Airs and Graces

What is up with the air in Lahore, asks Fayes T Kantawala

Airs and Graces
There was a thick stack of old magazines from the 1950s and ’60s at my grandmother’s house in Lahore that I was obsessed with as a child. They were fascinating time capsules in every way: full page ads for kohl, grainy monochrome pictures of fancy dinners, long flowery wedding write-ups, notices about the rise of crop tops, glamorous illustrations of PIA airhostesses dressed like Audrey Hepburn en route to Paris, the announcements of new clubs and bars in Karachi. The world in those magazines was unbearably cool. What pained me was not simply that Pakistan was no longer like that, but that the world at large wasn’t either. There were so many exotic things in those magazines that I had never seen. (Consider those full-page ads that asked you questions about yourself and even gave you a long list of suggestions for that varied from psychological to medical, all the while trying to sell you a bar of lavender soap.)

Perhaps it was that people then had more time on their hands, or maybe the ads served more purposes in those days. In any case, reading them was more evocative of the era to me than any movie could be. It showed me not only what people looked like or wore, but what they actually wanted to purchase, and why they were meant to have wanted those things in the first place. Occasionally, though, the distance of the era would make itself conspicuous, and – aside from the narrow, objectionable way in which women’s roles were defined – nowhere was this more awkward than in cigarette ads. Often over multiple pages, the ads would include a long-winded description of the joys of smoking under a beautiful illustration of thin young people puffing away, and even the occasional doctor’s note saying how they endorsed this particular brand.
The thick haze that permeates our winters stopped being romantic years ago

Despite the fact that I was consuming all this in the ’90s, when people could still smoke on planes, even I knew that wasn’t cool anymore. Cigarettes were bad for you, everyone knew. There were warning labels and TV commercials about it. You certainly couldn’t have a full-page advert without serious warnings, and to have an actual doctor’s note about the benefits of smoking anymore would be ridiculous. I think about those ads often, as a reminder to me that the popular wisdom of today is not infallible. I think about those ads when I get plastic bags at the grocery store, or see a whole bunch of one-use straws at a coffee shop.

Something inside us just knows that those will be the things our kids will probably ask us about in the future. They will probably look back with horror and interest to see that we, say, carried cell-phones. Or be shocked to hear about the ubiquity of non-degradable plastic in our lives, or our blasé attitude towards global warming in particular and environmentalism in general. Or at least I hope the world is changing in that direction.

What you need to do: Please repeat the Lahore essay word for word, starting at "Something inside us" and continuing up to and including "in that direction.".

Provided information:

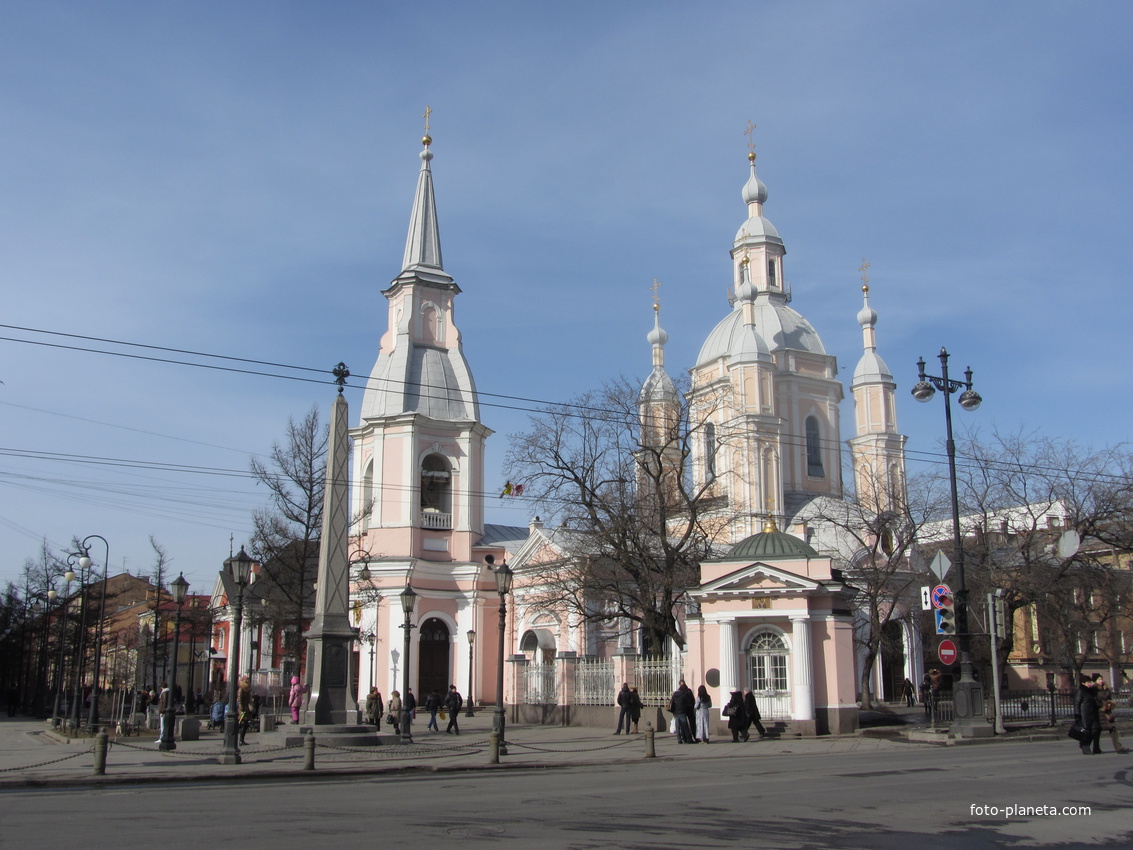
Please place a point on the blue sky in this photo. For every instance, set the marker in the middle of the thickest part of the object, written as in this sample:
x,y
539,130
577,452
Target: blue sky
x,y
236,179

Problem solution:
Something inside us just knows that those will be the things our kids will probably ask us about in the future. They will probably look back with horror and interest to see that we, say, carried cell-phones. Or be shocked to hear about the ubiquity of non-degradable plastic in our lives, or our blasé attitude towards global warming in particular and environmentalism in general. Or at least I hope the world is changing in that direction.